Exercise prompt:
Repeat the lines beginning at the one with "In the photo above, where can the upholstered" and running to the end of the material, keeping the first and last of them, exactly as they appear.

Position annotation records
———

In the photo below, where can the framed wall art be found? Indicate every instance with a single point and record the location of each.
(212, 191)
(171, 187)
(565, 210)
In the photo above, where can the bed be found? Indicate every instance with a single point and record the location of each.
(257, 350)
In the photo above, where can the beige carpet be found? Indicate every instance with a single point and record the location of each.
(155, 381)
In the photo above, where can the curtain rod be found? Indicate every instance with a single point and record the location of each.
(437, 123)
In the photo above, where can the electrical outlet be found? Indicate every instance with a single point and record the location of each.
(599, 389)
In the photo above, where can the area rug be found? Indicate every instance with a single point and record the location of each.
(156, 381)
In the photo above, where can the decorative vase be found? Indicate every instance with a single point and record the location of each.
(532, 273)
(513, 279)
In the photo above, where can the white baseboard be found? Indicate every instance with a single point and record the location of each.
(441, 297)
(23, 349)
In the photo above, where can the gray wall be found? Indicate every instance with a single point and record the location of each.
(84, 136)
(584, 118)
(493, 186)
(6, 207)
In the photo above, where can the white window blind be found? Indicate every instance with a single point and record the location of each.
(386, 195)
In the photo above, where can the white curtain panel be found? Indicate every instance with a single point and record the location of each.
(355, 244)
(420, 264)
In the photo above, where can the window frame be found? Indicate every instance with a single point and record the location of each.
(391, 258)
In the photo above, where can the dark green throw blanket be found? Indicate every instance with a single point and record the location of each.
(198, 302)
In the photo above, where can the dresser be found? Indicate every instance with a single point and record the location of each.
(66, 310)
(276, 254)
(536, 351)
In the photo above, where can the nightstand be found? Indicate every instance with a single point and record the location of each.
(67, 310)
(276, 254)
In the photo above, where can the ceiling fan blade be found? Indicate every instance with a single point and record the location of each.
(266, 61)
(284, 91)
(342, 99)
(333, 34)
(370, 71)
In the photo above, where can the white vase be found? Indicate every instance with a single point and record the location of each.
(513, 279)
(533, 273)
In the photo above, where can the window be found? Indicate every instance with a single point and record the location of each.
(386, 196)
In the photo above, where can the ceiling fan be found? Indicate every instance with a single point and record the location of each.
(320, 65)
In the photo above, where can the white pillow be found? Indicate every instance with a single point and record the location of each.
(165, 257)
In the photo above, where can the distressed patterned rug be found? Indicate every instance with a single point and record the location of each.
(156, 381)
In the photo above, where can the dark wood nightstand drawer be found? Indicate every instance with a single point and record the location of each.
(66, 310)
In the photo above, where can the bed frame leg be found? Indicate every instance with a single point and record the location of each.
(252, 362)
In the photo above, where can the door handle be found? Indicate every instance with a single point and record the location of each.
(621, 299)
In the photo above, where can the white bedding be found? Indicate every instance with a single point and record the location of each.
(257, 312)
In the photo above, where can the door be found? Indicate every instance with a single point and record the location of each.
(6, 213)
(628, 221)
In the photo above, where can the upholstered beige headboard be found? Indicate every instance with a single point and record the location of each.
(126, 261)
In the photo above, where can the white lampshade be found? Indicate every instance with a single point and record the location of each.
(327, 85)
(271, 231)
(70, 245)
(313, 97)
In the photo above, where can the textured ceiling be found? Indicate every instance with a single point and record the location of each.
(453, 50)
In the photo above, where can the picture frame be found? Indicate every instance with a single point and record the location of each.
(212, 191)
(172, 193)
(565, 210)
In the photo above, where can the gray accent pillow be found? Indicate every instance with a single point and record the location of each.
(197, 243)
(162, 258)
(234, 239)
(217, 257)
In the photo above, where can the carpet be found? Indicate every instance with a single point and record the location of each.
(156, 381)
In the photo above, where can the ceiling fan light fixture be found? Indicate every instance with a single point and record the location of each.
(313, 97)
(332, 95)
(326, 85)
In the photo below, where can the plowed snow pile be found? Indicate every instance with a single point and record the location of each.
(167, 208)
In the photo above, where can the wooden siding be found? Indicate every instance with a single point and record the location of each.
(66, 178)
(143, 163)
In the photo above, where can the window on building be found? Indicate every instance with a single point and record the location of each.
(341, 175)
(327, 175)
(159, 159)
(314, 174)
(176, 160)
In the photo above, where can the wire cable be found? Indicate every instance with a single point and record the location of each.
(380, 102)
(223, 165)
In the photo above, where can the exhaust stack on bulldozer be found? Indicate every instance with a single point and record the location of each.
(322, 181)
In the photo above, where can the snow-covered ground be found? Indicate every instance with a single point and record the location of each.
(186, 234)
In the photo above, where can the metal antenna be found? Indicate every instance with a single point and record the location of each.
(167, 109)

———

Expected answer:
In the photo above, where can the upholstered beige headboard be found? Indicate every instance with a single point and record the location of each.
(126, 261)
In the photo above, where can the white lampshade be found? Indicate every instance with a single point and record the location of each.
(327, 85)
(271, 231)
(70, 245)
(313, 97)
In the photo above, where can the textured ceiling be found? Indicate every instance with a single point and record the location of each.
(453, 50)
In the photo above, where can the picture frame be found? Indicate every instance with a single point and record the location of each.
(212, 191)
(172, 193)
(565, 210)
In the photo above, where can the gray accent pillow be found? Indicate every instance with a single point and record the location of each.
(197, 243)
(162, 258)
(234, 239)
(217, 257)
In the photo above, where can the carpet be found? Indicate every instance with a single point and record the location of each.
(156, 381)
In the photo above, where can the ceiling fan light fixture be found? Indicate every instance with a single point and record the location of each.
(313, 97)
(332, 95)
(326, 85)
In the photo below, where can the plowed snow pile be found? Indicate every instance with a single point and record the location of each.
(167, 208)
In the photo above, where can the wooden siding be found? Indicate every instance with a single point and record the location of each.
(66, 178)
(143, 163)
In the photo above, where can the window on building be found? Indicate every instance with a single point and record the location of each.
(341, 175)
(327, 175)
(159, 159)
(314, 174)
(176, 160)
In the photo above, where can the wire cable be found? Indicate every instance with a single point and record the location of each.
(380, 102)
(223, 165)
In the photo above, where can the exhaust stack on bulldozer be found? Indicate every instance with a single point and record the location of each.
(322, 181)
In the photo above, where can the snow-covered ground be found? Indicate every instance with a single point and record the location of each.
(186, 234)
In the photo above, where can the metal antenna be found? Indicate every instance with a single point and record the location of each.
(167, 109)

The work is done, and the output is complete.